_Teks Sumber:_
____
Mayoritas fintech lending di Indonesia, yakni sekitar 67%, masih mengandalkan metode penyaluran pinjaman secara konvensional meskipun berada dalam ekosistem digital. Kondisi ini memicu kekhawatiran Otoritas Jasa Keuangan (OJK) karena meningkatkan risiko gagal bayar, terutama karena masih banyak platform yang belum mengadopsi credit scoring digital berbasis data perilaku pengguna. Untuk itu, OJK dan pelaku industri mendorong adopsi sistem penilaian risiko yang lebih canggih seperti dynamic analytics innovation, behavioral scoring, dan pemanfaatan machine learning guna menciptakan ekosistem pinjaman online yang lebih aman, akurat, dan inklusif, khususnya bagi segmen unbanked dan underserved.
Fokus utama:
- 67% fintech lending masih menggunakan metode konvensional dalam penyaluran pinjaman, meskipun tren digitalisasi meningkat.
- OJK dan pelaku industri menekankan pentingnya sistem credit scoring berbasis data digital untuk menekan risiko gagal bayar.
- Inovasi seperti dynamic analytics, behavioral scoring, dan machine learning menjadi kunci masa depan pengelolaan risiko di sektor fintech.
Fintech lending sejatinya adalah layanan keuangan berbasis teknologi digital yang menyalurkan pinjaman secara daring (online), baik untuk individu maupun bisnis. Sebuah perusahaan fintech lending harusnya beroperasi dengan pelayanan berbasis teknologi digital termasuk dalam hal menyeleksi calon debiturnya.
Di tengah geliat pertumbuhan industri fintech lending yang menyalurkan dana hingga Rp80,9 triliun per April 2025, sebuah fakta mencengangkan mengemuka: sebanyak 67% perusahaan fintech di Indonesia masih menggunakan metode konvensional dalam menilai dan menyalurkan pinjaman. Artinya, dua dari tiga penyelenggara layanan pinjam-meminjam berbasis teknologi (LPBBTI) belum sepenuhnya memanfaatkan sistem digital yang real-time dan berbasis data perilaku.
Fakta ini terungkap dalam Focus Group Discussion (FGD) bertajuk Penguatan Kualitas Penilaian Pendanaan Penyelenggara LPBBTI yang digelar Otoritas Jasa Keuangan (OJK) di Bogor, 11 Juni 2025 lalu. Acara ini menjadi forum strategis bagi regulator, pelaku industri fintech, dan Lembaga Pengelola Informasi Perkreditan (LPIP) untuk mendorong transformasi menyeluruh dalam penilaian risiko kredit.
____
Menurut teks tentang fintech lending, berapa besar dana yang disalurkan industri fintech lending per April 2025?

_Data Tersedia:_
____
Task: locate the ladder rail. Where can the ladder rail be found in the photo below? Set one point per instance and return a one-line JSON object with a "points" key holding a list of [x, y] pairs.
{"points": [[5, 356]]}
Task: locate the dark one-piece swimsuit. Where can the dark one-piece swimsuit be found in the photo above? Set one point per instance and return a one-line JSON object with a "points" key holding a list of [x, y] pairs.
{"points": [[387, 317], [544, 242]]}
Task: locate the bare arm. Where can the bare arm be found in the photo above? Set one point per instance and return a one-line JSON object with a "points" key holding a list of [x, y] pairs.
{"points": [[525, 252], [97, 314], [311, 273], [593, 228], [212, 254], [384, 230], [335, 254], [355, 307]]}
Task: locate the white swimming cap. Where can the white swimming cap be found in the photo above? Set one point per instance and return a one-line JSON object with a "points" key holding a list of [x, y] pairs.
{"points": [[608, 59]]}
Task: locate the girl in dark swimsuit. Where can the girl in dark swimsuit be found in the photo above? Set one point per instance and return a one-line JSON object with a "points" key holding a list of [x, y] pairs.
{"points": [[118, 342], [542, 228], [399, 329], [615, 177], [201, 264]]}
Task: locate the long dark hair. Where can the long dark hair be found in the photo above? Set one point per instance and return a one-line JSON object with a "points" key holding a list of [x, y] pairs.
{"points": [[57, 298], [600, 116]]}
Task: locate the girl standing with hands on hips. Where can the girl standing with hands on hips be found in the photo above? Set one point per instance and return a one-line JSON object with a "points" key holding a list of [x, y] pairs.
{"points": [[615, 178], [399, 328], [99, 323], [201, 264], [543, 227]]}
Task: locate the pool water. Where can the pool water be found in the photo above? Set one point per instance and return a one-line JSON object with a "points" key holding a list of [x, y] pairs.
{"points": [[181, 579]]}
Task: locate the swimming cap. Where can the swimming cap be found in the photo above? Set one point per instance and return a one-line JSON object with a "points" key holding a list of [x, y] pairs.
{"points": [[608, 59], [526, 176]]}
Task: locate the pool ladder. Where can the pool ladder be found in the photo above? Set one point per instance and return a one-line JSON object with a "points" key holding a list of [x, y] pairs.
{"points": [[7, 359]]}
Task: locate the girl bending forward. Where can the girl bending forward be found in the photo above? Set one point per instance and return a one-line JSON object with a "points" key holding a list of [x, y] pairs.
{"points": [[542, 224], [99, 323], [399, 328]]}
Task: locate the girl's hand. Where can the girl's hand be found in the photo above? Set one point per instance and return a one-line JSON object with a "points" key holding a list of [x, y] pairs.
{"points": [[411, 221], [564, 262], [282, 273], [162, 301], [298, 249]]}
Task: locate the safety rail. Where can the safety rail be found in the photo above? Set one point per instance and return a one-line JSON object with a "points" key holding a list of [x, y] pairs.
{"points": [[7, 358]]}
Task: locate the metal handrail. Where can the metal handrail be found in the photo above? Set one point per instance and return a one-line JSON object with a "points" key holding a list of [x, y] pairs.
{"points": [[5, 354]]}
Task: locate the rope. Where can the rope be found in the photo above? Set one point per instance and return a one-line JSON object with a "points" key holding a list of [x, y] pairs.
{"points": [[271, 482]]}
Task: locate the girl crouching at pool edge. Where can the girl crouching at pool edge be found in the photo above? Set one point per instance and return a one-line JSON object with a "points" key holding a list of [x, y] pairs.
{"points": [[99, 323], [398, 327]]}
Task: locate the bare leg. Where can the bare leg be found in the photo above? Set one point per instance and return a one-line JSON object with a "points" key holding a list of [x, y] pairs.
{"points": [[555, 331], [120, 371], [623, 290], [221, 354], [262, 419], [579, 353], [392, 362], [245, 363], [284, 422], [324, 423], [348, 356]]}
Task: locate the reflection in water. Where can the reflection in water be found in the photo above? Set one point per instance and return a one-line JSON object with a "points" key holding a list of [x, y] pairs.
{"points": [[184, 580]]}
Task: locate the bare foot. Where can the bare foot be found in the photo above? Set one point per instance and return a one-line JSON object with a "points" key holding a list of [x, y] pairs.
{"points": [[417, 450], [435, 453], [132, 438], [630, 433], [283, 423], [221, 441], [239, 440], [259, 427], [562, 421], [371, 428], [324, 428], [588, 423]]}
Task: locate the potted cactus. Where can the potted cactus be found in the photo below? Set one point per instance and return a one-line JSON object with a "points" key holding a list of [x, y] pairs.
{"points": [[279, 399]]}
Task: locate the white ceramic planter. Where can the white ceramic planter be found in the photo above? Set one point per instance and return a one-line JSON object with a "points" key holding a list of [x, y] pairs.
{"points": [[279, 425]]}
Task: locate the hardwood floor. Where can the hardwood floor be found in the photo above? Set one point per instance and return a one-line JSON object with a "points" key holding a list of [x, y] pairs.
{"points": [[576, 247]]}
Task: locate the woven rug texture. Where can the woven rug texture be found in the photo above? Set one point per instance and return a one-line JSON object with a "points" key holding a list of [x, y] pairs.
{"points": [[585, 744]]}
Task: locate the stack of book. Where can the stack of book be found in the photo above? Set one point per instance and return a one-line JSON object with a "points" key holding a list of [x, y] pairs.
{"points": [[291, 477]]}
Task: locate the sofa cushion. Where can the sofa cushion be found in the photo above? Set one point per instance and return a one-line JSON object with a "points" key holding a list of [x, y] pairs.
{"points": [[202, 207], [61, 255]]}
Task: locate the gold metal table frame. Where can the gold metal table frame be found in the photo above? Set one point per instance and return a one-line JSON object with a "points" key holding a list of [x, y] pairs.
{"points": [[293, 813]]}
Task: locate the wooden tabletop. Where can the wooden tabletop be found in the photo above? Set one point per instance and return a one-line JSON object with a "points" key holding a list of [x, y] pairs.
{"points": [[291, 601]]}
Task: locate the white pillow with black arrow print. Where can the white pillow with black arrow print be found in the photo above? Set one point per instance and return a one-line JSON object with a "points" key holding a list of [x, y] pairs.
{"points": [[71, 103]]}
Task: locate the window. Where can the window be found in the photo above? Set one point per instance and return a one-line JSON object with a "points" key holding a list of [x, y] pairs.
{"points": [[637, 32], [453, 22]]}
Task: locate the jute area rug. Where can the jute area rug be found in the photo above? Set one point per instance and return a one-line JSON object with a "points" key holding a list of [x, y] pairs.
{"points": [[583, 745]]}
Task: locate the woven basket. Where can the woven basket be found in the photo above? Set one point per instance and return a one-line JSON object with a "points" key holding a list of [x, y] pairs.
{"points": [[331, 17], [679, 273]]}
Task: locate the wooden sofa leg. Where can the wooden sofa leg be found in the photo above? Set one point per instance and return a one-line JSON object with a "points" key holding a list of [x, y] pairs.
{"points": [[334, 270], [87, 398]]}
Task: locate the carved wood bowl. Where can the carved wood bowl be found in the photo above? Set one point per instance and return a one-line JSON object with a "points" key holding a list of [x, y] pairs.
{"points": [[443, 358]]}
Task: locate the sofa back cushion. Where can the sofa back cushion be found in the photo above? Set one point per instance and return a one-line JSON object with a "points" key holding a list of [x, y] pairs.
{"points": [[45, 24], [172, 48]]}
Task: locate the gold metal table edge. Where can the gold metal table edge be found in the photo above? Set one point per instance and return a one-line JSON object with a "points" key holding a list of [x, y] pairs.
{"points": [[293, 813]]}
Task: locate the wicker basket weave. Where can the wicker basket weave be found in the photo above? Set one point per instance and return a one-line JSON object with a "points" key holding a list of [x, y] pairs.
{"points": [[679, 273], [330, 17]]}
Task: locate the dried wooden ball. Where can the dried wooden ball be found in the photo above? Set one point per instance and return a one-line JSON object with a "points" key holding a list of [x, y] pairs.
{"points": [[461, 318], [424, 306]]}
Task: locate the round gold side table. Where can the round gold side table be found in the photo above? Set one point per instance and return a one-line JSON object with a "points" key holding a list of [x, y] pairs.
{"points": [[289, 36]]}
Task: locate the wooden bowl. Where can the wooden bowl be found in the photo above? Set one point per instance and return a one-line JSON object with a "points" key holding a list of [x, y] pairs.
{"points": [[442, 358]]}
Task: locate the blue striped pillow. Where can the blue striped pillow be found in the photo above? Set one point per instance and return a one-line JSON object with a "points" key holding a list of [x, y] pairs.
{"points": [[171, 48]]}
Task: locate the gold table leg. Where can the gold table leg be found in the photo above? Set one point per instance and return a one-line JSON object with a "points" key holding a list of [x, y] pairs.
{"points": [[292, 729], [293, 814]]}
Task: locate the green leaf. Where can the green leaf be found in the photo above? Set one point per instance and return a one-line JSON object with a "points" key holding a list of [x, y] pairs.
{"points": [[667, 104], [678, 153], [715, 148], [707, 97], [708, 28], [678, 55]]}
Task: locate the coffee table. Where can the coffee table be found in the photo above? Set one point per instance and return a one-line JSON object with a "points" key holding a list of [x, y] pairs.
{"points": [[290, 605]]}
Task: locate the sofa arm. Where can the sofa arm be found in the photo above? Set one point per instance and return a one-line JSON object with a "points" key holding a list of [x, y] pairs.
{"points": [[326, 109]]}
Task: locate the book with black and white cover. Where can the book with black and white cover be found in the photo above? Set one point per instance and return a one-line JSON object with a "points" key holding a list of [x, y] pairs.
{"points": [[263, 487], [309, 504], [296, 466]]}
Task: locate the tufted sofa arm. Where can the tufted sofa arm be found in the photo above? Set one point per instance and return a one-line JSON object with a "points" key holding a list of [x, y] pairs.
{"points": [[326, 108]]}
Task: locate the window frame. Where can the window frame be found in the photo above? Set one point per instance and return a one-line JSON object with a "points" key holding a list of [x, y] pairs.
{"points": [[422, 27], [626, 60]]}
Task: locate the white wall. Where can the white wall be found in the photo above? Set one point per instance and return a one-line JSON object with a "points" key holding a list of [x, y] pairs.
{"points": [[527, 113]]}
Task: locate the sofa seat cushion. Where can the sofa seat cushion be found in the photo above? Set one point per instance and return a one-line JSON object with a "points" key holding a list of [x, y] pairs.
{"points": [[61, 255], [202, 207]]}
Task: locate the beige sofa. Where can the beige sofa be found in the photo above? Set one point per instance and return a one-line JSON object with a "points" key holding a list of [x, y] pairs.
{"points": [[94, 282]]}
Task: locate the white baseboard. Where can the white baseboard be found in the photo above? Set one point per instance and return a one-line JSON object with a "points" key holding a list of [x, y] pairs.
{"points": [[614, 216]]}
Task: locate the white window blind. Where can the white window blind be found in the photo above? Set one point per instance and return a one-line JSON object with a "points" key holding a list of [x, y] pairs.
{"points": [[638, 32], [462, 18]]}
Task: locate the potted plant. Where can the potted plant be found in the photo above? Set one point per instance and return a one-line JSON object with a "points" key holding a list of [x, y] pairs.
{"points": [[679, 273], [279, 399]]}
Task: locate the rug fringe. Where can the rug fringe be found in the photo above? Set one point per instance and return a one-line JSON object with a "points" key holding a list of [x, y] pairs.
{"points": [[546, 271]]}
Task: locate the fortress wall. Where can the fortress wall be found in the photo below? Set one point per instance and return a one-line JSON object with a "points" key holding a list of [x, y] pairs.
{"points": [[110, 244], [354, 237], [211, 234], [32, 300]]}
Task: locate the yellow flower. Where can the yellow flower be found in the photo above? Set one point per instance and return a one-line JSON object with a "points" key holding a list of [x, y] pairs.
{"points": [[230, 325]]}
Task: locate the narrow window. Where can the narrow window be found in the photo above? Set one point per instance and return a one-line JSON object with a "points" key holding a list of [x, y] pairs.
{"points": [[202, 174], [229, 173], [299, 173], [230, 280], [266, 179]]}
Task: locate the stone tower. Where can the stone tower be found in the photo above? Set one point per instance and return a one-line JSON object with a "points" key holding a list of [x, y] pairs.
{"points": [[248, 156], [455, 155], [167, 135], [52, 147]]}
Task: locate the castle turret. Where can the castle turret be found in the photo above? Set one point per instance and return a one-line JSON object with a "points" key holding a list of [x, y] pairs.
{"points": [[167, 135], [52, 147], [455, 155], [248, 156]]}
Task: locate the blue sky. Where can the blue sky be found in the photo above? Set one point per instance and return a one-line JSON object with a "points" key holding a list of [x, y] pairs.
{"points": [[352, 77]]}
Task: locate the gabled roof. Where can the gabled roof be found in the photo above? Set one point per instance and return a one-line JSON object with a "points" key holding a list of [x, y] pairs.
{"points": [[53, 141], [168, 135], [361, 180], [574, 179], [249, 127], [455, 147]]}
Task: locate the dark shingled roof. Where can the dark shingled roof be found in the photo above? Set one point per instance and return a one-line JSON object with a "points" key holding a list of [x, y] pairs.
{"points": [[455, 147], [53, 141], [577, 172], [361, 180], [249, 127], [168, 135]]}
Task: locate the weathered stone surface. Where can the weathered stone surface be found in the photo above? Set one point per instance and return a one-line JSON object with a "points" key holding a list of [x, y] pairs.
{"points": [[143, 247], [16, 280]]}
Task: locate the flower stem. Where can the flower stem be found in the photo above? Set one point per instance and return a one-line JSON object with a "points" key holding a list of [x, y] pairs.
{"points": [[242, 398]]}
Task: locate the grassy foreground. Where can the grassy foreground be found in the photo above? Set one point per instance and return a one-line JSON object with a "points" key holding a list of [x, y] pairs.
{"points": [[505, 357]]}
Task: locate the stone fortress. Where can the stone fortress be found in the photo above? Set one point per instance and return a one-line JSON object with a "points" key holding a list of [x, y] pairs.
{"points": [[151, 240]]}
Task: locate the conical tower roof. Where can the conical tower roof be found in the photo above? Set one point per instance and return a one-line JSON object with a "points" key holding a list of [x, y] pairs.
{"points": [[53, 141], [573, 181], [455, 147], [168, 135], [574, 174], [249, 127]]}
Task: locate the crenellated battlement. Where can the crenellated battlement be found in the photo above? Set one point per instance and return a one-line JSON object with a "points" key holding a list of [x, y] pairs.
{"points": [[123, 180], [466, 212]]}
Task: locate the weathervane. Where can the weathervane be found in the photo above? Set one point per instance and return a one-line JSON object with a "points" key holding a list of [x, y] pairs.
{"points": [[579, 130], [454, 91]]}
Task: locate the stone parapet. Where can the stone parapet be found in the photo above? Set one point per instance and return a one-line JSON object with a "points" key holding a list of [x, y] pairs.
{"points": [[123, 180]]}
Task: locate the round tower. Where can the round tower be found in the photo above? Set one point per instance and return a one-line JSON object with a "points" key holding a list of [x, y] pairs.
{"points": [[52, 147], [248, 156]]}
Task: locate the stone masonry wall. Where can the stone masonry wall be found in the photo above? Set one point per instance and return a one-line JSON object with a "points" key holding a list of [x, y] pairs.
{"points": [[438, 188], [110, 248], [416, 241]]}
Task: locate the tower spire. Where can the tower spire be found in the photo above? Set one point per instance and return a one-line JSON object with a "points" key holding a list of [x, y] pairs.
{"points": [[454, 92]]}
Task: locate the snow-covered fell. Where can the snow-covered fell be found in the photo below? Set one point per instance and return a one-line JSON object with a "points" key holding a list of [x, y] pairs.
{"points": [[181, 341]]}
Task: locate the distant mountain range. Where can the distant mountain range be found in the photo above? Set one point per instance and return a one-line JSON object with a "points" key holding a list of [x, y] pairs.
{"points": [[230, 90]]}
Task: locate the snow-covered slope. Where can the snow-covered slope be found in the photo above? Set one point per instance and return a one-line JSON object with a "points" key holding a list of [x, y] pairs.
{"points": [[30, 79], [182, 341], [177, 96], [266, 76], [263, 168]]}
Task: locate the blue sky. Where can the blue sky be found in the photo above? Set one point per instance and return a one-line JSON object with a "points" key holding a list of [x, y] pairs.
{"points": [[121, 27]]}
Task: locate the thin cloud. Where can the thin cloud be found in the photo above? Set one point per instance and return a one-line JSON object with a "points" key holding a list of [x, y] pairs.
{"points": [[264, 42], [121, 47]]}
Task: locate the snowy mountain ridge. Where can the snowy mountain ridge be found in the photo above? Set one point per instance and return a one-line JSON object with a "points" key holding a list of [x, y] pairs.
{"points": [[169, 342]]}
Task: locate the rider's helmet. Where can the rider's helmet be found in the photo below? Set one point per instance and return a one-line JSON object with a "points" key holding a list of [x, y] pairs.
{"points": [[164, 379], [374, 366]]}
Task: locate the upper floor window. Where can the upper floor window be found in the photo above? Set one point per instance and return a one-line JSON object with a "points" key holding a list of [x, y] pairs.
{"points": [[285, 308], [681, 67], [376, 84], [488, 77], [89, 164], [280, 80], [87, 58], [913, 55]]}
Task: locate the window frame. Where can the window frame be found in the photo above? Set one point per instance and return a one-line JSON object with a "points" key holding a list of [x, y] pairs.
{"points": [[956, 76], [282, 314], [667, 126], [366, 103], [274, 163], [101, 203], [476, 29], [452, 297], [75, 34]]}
____
_Jawaban Latihan:_ Rp80,9 triliun.